:: Work to complete ::
Lay out the stretch of the items from their start through the line containing "positive clicks: (1290, 132)" as a JSON list of strings, with one string per line and blank lines omitted.

:: Stored data entries ::
+ + + + + + +

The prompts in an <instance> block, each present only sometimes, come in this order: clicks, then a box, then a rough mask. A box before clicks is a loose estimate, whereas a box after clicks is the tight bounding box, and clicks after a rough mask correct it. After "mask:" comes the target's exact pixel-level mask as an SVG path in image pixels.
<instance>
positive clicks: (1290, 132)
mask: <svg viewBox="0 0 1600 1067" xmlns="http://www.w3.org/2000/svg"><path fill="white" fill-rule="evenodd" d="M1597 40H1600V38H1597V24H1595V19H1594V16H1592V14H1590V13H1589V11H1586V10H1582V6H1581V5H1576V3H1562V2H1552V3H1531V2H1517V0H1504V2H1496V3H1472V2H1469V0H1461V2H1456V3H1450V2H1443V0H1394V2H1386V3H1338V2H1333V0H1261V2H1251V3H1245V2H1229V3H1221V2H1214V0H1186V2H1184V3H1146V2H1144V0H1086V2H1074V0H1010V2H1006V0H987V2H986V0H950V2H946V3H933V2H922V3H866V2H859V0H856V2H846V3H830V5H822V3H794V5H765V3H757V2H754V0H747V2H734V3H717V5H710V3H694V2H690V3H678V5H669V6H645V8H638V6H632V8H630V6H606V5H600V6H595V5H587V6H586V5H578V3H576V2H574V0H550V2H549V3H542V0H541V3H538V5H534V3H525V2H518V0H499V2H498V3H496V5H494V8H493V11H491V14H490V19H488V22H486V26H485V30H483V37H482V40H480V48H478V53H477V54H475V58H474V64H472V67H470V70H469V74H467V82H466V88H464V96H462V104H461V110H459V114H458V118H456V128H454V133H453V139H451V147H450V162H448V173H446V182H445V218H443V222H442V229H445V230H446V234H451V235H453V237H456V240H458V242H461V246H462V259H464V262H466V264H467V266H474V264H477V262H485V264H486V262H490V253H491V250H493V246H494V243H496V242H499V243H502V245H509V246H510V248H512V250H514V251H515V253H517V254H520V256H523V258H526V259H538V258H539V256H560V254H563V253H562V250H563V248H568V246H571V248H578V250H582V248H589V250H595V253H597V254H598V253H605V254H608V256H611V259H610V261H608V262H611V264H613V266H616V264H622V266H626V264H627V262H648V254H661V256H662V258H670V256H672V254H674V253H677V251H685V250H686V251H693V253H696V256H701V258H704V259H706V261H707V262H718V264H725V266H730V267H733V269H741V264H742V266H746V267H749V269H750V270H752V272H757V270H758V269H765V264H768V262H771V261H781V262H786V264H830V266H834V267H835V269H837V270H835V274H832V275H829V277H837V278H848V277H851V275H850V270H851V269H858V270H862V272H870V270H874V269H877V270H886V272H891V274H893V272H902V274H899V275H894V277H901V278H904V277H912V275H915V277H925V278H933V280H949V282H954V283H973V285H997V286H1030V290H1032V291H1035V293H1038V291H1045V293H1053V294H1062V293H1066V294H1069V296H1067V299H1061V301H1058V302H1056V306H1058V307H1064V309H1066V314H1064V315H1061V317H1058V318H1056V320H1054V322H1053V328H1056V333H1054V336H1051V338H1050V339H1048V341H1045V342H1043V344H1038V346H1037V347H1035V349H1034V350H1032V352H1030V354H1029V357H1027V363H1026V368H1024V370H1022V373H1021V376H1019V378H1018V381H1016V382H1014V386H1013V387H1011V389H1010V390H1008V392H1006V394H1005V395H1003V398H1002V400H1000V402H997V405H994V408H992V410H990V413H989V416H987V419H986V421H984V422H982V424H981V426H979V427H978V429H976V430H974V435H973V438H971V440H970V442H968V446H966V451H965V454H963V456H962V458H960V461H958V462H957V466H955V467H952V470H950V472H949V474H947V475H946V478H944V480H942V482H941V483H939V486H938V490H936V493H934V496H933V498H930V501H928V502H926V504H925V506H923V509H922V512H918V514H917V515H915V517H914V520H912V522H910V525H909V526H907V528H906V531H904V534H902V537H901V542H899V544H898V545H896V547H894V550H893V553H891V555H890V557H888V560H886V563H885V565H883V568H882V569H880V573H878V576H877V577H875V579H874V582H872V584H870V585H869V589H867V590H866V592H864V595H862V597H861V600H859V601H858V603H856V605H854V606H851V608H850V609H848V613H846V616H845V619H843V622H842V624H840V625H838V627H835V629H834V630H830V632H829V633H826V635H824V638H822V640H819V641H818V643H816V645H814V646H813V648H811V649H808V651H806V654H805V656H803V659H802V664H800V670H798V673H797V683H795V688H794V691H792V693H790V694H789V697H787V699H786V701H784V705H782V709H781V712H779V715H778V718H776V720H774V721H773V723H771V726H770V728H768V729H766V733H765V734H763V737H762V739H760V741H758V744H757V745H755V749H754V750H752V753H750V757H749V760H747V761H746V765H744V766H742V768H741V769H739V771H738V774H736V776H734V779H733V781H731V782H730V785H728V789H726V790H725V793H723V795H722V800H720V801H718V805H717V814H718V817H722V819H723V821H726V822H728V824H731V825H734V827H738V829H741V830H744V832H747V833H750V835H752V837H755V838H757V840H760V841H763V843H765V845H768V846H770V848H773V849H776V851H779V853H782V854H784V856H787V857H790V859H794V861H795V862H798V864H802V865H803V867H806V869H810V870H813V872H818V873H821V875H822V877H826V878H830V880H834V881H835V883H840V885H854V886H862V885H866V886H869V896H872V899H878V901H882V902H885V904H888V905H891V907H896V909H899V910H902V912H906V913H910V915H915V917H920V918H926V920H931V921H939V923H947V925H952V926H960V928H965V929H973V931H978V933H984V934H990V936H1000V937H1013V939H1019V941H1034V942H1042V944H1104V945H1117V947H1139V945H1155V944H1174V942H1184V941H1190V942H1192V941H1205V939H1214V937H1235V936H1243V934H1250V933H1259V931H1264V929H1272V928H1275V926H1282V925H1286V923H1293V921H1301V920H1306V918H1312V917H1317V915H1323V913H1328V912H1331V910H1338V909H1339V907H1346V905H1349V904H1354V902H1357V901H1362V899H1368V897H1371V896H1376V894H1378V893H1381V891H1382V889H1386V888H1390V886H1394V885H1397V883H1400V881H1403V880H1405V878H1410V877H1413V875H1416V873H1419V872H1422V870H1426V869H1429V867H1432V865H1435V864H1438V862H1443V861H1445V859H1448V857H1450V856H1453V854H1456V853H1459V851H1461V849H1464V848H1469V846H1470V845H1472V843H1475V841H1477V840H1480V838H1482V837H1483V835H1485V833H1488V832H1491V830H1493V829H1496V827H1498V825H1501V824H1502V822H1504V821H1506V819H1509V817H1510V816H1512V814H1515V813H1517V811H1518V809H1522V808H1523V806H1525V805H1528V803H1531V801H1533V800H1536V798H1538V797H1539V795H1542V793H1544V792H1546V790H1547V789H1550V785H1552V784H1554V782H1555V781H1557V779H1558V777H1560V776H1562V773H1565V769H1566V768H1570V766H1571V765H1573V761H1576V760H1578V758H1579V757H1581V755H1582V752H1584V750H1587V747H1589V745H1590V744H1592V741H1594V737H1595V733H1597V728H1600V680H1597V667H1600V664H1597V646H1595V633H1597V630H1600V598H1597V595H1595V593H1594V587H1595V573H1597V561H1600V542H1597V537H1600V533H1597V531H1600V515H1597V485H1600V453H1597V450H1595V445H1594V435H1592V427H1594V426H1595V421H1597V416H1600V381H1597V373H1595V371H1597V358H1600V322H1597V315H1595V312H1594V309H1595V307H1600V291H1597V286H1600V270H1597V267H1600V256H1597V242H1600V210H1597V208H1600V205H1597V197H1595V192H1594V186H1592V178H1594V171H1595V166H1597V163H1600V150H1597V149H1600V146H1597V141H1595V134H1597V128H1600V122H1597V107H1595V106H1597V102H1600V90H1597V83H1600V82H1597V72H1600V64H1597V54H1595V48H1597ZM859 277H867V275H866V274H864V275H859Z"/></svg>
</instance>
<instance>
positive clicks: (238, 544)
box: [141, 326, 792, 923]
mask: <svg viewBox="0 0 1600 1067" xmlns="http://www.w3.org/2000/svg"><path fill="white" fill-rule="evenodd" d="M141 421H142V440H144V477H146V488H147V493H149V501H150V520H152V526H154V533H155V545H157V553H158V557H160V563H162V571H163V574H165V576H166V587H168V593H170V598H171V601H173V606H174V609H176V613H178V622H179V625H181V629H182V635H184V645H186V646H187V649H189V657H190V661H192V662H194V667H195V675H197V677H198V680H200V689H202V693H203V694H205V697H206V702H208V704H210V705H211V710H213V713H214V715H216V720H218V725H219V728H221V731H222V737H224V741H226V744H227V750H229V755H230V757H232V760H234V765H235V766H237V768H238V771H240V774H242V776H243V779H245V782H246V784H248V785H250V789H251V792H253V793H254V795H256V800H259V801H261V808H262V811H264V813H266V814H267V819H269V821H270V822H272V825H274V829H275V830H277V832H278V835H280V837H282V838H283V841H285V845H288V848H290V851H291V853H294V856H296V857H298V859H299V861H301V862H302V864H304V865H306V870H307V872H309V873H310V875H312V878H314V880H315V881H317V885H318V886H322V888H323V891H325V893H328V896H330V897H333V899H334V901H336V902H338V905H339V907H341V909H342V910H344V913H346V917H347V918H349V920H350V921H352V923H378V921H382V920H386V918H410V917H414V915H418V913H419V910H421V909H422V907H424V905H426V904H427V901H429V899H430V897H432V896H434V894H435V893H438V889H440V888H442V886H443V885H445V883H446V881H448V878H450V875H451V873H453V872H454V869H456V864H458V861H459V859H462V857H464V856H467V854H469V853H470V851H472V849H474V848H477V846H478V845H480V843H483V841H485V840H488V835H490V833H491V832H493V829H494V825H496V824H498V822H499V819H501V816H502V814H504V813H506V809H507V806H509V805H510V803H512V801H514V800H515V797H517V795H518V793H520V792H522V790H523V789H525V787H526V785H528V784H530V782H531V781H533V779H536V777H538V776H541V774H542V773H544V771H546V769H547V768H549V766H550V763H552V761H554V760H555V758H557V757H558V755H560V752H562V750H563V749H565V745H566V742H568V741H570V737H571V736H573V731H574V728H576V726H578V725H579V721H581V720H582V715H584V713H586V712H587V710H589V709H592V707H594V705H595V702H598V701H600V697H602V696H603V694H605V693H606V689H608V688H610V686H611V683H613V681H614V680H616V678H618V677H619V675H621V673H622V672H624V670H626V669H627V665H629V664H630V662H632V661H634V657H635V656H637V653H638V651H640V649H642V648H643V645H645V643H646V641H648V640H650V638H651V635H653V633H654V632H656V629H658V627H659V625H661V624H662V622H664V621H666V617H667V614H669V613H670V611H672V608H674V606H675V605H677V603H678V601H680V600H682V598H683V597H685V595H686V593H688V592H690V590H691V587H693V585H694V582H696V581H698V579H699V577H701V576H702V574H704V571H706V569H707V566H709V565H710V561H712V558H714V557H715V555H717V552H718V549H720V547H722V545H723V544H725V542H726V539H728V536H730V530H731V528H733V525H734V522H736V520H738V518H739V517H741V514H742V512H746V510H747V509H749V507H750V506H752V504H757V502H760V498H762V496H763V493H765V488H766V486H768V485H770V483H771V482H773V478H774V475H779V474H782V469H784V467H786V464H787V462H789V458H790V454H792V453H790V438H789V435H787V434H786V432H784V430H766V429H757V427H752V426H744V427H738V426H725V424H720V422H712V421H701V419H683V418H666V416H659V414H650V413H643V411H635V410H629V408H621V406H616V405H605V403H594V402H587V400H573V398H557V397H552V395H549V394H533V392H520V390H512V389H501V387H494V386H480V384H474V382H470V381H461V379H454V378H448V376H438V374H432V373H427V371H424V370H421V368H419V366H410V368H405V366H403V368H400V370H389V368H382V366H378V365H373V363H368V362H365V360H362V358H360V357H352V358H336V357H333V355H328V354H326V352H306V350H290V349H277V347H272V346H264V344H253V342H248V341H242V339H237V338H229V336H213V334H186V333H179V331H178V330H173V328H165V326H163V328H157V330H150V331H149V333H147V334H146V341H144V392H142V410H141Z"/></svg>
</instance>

+ + + + + + +

:: Output of the exercise ::
[
  "The prompts in an <instance> block, each present only sometimes, come in this order: clicks, then a box, then a rough mask. A box before clicks is a loose estimate, whereas a box after clicks is the tight bounding box, and clicks after a rough mask correct it. After \"mask:\" comes the target's exact pixel-level mask as an SVG path in image pixels.",
  "<instance>",
  "positive clicks: (1290, 132)"
]